• _INSTRUCTIONS TO FOLLOW_:
Reproduce every entry in the listing without alteration.

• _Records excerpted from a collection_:
::::::::::

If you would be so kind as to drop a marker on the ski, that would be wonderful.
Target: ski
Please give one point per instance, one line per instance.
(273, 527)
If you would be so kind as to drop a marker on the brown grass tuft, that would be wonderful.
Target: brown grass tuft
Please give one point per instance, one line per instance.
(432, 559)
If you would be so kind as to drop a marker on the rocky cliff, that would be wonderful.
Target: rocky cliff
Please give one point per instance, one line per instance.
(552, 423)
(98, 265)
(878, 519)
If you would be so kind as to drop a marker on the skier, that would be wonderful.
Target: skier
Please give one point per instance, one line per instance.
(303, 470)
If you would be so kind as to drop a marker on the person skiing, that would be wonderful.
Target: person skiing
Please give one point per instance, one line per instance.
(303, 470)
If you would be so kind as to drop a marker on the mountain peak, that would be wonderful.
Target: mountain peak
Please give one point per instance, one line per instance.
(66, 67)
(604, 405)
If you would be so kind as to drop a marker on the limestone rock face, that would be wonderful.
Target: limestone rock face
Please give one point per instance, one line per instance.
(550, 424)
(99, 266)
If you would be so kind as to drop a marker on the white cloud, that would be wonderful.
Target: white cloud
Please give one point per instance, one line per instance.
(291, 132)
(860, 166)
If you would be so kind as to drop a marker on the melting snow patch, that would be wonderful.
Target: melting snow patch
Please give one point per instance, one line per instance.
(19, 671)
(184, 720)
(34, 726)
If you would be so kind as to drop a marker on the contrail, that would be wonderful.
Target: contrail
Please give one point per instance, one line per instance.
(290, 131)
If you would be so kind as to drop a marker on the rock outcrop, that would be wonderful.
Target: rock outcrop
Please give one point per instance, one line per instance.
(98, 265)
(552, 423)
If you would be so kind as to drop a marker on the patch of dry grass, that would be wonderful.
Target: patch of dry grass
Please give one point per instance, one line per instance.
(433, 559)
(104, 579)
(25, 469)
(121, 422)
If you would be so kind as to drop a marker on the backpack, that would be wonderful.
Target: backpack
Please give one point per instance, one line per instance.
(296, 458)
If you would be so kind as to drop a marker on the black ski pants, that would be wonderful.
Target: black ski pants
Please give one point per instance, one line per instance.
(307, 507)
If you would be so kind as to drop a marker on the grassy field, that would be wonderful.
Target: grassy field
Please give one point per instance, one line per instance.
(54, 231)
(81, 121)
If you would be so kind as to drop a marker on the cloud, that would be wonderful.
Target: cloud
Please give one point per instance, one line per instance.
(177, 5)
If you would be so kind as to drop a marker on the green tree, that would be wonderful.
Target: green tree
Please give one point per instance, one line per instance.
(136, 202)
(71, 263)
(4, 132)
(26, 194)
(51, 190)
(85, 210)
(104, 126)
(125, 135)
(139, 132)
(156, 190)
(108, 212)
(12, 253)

::::::::::

• _OUTPUT FOR THIS EXERCISE_:
If you would be so kind as to drop a marker on the ski, that would be wonderful.
Target: ski
Please give one point per instance, one line per instance.
(273, 527)
If you would be so kind as to drop a marker on the brown grass tuft, that would be wonderful.
Target: brown grass tuft
Please give one point per instance, one line per instance.
(432, 559)
If you would be so kind as to drop a marker on the rocky cliff, that would be wonderful.
Target: rocky cliff
Please give one point per instance, one line per instance.
(552, 423)
(98, 265)
(878, 519)
If you would be so kind as to drop a marker on the skier, that would be wonderful.
Target: skier
Please give one point per instance, one line per instance.
(303, 470)
If you would be so kind as to drop a marker on the person skiing, that would be wonderful.
Target: person skiing
Please give one point per instance, one line per instance.
(303, 470)
If you would be so kind as to drop a marker on the mountain peak, that would be wonderful.
Target: mountain peak
Please give one point per instance, one line per instance.
(66, 67)
(604, 405)
If you would be so kind as to drop a marker on the limestone rock face, that would be wonderful.
Target: limestone rock face
Please give one point per instance, one line per instance.
(550, 424)
(99, 266)
If you would be so kind as to drop a marker on the white cloud, that would be wonderful.
Target: white cloud
Please give one point per instance, one line per instance.
(291, 132)
(860, 166)
If you would be so kind as to drop a marker on the melting snow patch, that would be wonderful.
Target: melting snow patch
Please give one point per instance, one line per instance.
(19, 671)
(184, 720)
(34, 726)
If you would be so kind as to drop a marker on the contrail, that would be wonderful.
Target: contrail
Please give one point per instance, one line per instance.
(290, 131)
If you would be so kind as to drop a marker on the rock outcrop, that would be wonderful.
Target: rock outcrop
Please give one point per instance, one line per instance.
(98, 265)
(552, 423)
If you would be so kind as to drop a marker on the patch of dry grass, that would be wonderful.
Target: patch of dry grass
Please give one point per instance, one line per instance.
(433, 559)
(104, 579)
(25, 469)
(121, 422)
If you would be so kind as to drop a marker on the backpack, that would be wonderful.
Target: backpack
Please give one point per instance, one line per instance.
(296, 458)
If you would be so kind as to drop a marker on the black ski pants, that would be wonderful.
Target: black ski pants
Please give one point per instance, one line per instance.
(307, 507)
If you would be so kind as to drop a marker on the grassy field, that would be wonderful.
Target: grassy field
Please give one point per instance, one line per instance.
(54, 231)
(81, 121)
If you would be so kind as to drop a marker on the cloud, that would be wonderful.
Target: cloud
Please give one point per instance, one line per instance.
(177, 5)
If you would be so kind as to drop a marker on the green tree, that would be wonderful.
Target: green tree
Please give one point per instance, one line per instance.
(136, 202)
(71, 263)
(4, 132)
(26, 194)
(51, 190)
(85, 210)
(104, 126)
(125, 135)
(139, 132)
(156, 190)
(108, 212)
(12, 253)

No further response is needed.